-- START --

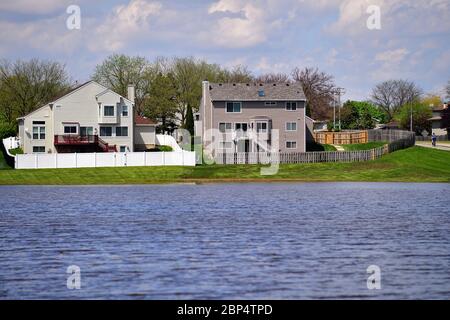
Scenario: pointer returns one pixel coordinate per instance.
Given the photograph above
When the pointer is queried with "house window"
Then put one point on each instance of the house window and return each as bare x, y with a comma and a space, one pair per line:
106, 131
38, 130
261, 127
291, 144
124, 111
241, 126
234, 107
291, 106
224, 127
291, 126
226, 145
108, 111
86, 131
72, 129
121, 131
38, 149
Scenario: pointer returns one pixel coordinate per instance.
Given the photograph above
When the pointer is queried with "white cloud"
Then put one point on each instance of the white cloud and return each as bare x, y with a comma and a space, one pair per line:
34, 7
250, 23
125, 23
392, 56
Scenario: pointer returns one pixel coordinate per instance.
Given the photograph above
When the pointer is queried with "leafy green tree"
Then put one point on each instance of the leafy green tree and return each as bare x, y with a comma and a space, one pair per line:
161, 103
359, 115
392, 95
421, 112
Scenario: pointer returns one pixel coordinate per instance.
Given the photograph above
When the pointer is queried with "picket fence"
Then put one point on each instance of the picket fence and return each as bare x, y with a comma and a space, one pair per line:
395, 140
96, 160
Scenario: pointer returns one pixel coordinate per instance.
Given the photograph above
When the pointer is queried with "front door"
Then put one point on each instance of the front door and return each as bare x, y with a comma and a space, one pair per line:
243, 145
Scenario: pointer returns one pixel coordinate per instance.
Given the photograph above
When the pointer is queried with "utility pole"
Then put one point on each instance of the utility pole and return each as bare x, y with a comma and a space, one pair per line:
337, 93
341, 91
410, 119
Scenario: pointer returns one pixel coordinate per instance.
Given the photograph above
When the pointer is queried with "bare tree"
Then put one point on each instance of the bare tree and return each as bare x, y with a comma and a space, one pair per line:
319, 88
118, 71
447, 90
28, 85
238, 74
273, 78
391, 95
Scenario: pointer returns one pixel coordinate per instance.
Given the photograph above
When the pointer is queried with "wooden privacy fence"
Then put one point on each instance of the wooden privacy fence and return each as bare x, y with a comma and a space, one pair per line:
394, 141
344, 137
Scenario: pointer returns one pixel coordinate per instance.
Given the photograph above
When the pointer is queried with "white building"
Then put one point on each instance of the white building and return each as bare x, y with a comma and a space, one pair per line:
90, 118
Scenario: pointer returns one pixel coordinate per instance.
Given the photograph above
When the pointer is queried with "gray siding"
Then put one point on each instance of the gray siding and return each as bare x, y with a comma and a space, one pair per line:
278, 115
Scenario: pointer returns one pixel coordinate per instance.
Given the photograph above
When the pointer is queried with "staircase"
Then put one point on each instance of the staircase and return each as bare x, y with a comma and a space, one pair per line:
105, 147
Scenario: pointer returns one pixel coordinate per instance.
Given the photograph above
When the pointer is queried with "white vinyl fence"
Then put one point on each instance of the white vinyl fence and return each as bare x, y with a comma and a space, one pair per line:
95, 160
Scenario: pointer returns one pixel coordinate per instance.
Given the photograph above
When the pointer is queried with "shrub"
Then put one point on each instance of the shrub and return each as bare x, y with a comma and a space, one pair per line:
165, 148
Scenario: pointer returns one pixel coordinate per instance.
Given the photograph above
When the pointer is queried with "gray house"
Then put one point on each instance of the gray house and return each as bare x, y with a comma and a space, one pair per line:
244, 115
436, 120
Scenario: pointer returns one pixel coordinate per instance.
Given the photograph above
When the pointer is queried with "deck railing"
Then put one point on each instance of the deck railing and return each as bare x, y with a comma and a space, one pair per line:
77, 140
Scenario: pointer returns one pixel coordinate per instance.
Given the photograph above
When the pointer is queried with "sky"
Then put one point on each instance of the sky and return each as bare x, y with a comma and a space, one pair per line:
410, 40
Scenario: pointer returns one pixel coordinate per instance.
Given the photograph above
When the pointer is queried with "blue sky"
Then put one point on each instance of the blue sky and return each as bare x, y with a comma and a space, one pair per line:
265, 35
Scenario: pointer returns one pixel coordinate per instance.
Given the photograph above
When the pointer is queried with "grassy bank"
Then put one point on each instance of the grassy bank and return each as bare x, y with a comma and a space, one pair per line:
411, 165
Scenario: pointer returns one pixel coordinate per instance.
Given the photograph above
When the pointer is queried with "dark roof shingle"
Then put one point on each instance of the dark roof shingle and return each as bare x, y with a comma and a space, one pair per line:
142, 121
250, 92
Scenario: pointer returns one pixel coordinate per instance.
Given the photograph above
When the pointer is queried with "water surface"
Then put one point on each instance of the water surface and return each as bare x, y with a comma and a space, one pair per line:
226, 241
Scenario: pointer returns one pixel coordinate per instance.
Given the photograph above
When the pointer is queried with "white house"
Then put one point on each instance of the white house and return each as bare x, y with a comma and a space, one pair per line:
90, 118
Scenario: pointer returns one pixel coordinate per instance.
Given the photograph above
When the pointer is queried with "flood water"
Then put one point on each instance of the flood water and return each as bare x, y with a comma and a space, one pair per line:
226, 241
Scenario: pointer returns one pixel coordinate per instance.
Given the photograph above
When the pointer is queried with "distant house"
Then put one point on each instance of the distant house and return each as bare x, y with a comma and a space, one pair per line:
436, 120
245, 113
89, 118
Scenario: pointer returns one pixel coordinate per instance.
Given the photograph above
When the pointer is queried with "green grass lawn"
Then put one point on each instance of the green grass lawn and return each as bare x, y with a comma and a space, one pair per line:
363, 146
410, 165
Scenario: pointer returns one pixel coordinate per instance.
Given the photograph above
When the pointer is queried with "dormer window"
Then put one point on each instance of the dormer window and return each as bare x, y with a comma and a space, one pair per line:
108, 111
125, 111
233, 107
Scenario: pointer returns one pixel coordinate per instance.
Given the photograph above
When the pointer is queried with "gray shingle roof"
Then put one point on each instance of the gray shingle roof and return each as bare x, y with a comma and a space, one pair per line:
250, 92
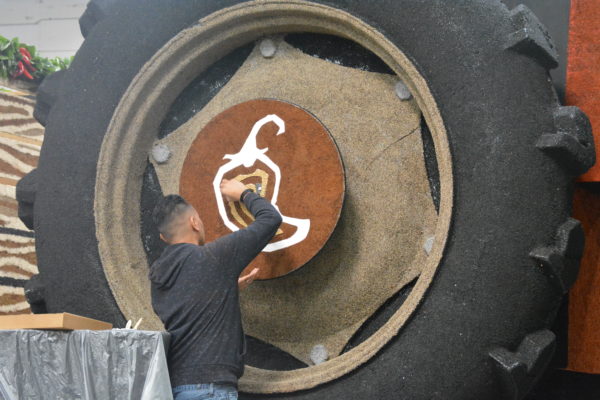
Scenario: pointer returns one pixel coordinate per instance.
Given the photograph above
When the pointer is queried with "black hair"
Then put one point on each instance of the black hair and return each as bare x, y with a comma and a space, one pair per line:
166, 211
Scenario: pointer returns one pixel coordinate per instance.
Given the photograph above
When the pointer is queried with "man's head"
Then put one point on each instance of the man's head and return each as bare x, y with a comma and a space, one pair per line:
177, 221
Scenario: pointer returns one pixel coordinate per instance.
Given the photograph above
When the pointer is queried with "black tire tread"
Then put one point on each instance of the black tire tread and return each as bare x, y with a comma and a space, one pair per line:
531, 38
519, 370
572, 145
560, 261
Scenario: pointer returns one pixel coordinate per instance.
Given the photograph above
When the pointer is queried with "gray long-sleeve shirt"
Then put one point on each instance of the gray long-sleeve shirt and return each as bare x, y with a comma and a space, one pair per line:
195, 294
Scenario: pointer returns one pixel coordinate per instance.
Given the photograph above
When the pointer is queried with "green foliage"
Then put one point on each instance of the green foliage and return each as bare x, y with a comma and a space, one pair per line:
10, 56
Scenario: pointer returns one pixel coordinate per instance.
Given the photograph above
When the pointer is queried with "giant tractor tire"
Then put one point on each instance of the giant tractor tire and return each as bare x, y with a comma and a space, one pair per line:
501, 162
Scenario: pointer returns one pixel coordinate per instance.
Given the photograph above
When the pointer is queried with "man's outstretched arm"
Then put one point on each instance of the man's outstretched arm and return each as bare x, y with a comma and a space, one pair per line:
239, 248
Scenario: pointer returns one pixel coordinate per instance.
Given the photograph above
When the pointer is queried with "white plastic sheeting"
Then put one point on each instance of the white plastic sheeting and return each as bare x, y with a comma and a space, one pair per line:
111, 364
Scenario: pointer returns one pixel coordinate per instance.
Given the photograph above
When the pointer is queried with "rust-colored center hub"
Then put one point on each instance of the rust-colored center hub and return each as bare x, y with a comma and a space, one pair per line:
287, 156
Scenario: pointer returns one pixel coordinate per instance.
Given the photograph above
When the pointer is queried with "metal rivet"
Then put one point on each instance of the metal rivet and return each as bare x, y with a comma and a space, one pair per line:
319, 354
428, 245
161, 153
268, 48
402, 91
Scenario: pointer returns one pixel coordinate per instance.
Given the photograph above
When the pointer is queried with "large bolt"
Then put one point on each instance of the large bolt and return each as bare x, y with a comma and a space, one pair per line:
402, 91
319, 354
268, 48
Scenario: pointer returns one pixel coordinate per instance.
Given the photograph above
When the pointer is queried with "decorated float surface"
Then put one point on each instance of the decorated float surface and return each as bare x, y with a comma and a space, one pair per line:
410, 231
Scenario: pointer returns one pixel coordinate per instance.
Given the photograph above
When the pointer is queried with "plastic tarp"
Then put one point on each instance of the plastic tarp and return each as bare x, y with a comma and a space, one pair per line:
83, 364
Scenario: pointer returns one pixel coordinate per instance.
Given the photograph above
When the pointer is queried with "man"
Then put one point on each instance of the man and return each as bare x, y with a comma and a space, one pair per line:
195, 292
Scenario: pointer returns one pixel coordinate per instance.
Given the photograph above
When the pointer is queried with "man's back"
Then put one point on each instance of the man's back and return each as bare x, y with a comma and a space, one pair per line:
195, 294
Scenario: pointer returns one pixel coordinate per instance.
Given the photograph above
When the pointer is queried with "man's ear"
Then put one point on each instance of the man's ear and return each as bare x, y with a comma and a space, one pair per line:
195, 223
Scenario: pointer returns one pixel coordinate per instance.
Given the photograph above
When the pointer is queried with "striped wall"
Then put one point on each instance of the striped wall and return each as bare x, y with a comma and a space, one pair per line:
20, 142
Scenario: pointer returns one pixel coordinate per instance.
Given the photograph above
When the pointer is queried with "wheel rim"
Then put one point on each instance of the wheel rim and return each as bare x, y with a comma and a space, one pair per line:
133, 130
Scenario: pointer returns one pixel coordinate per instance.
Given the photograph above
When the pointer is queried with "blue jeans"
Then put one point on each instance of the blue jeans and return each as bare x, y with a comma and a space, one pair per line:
205, 391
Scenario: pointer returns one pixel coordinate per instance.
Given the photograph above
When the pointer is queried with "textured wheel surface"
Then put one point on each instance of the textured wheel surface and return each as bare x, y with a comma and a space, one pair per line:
481, 329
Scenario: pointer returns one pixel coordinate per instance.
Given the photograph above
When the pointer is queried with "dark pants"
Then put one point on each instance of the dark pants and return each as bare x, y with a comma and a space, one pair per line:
205, 391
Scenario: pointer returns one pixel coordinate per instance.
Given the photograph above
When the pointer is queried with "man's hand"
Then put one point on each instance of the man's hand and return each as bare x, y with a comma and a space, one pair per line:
246, 280
232, 189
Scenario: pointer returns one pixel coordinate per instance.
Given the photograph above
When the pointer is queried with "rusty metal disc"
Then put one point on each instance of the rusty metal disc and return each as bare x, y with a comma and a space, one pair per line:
287, 156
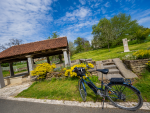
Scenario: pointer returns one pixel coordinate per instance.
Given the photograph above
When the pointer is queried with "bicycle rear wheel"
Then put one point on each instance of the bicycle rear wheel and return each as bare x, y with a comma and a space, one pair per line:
124, 96
82, 90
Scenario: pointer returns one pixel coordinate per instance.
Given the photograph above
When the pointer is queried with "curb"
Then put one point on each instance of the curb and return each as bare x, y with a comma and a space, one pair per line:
146, 105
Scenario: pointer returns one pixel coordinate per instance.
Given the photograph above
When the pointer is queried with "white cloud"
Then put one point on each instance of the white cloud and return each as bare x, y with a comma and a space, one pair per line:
78, 14
83, 2
72, 32
103, 10
144, 20
107, 4
21, 18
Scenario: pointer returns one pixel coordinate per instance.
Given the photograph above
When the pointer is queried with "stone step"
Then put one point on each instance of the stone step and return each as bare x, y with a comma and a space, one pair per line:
110, 67
123, 70
109, 76
113, 71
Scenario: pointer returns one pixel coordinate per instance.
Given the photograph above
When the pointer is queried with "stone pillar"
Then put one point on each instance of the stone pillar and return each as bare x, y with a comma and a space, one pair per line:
60, 58
125, 44
48, 61
65, 57
30, 63
11, 69
69, 59
2, 84
28, 66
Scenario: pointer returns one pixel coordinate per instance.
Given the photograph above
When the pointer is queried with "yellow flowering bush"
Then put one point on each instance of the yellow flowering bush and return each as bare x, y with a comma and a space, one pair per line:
42, 69
148, 65
73, 74
142, 54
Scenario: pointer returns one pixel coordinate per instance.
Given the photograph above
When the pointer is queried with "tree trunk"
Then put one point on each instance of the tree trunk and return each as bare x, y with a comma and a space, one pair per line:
108, 46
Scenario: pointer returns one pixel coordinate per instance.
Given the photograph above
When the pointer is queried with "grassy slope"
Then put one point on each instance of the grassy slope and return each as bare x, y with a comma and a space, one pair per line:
143, 84
103, 54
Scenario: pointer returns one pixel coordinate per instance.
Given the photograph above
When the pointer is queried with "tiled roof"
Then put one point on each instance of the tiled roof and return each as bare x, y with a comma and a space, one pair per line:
34, 46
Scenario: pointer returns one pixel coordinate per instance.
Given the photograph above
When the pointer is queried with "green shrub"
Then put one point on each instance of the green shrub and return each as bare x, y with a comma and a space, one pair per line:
142, 54
42, 69
148, 48
148, 65
132, 42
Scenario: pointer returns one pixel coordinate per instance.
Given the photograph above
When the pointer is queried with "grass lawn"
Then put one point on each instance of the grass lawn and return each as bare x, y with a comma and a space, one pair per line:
104, 54
143, 84
6, 73
67, 89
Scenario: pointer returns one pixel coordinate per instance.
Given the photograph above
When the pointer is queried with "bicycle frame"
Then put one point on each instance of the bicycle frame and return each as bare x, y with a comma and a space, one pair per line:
102, 84
83, 80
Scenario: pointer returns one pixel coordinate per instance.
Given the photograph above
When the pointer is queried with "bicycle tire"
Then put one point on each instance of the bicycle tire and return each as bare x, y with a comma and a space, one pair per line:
82, 90
118, 97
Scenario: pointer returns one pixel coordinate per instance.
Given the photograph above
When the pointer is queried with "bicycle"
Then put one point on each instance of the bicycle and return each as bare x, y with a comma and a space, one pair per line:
117, 90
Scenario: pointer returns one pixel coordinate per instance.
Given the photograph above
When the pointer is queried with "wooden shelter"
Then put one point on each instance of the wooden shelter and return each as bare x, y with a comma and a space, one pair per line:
28, 52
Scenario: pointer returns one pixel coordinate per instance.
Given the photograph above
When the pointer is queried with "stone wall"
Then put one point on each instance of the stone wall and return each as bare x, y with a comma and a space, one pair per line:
137, 66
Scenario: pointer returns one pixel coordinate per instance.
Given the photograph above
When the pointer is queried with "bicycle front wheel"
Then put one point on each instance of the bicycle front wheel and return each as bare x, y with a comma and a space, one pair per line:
82, 90
124, 96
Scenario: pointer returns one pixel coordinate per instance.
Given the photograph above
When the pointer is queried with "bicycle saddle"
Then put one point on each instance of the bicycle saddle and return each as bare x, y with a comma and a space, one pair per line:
104, 71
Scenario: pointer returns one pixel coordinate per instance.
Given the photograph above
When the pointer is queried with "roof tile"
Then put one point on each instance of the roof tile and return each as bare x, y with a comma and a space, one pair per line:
34, 46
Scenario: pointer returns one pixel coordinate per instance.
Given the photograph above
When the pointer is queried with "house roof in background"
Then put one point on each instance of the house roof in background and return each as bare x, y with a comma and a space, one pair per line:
34, 47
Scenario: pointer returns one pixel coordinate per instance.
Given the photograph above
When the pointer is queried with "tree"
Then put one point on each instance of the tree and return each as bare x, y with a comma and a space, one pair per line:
103, 31
79, 42
122, 26
55, 35
72, 48
12, 42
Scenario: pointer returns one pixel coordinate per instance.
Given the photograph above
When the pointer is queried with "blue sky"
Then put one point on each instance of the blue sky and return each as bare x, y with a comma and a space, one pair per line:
35, 20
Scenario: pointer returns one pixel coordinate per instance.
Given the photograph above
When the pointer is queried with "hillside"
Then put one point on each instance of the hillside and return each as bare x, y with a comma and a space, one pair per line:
103, 54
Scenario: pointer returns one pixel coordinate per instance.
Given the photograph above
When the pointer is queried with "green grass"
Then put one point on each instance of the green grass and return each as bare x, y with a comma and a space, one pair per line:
67, 89
103, 54
143, 84
63, 89
6, 73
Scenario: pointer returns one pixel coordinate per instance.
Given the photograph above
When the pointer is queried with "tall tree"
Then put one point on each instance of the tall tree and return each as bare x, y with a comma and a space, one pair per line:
55, 35
72, 48
87, 46
122, 25
12, 42
79, 42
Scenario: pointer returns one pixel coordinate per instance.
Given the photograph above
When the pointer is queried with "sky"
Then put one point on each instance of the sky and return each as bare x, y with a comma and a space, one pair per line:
36, 20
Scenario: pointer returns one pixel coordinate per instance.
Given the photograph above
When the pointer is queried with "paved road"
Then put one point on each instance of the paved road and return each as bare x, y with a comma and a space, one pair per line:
9, 106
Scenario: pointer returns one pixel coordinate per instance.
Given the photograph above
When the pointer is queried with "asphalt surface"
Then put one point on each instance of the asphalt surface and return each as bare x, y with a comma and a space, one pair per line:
11, 106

-- END --

- WHAT YOU ARE ASKED TO DO -
Pick out every line of the data above that contains the word "building", and copy each of those lines in full.

- EXERCISE OUTPUT -
When the pointer is queried with "white building"
Then put one point on each instance of the white building and return each as bare x, y with a comma and a space, one pair per line:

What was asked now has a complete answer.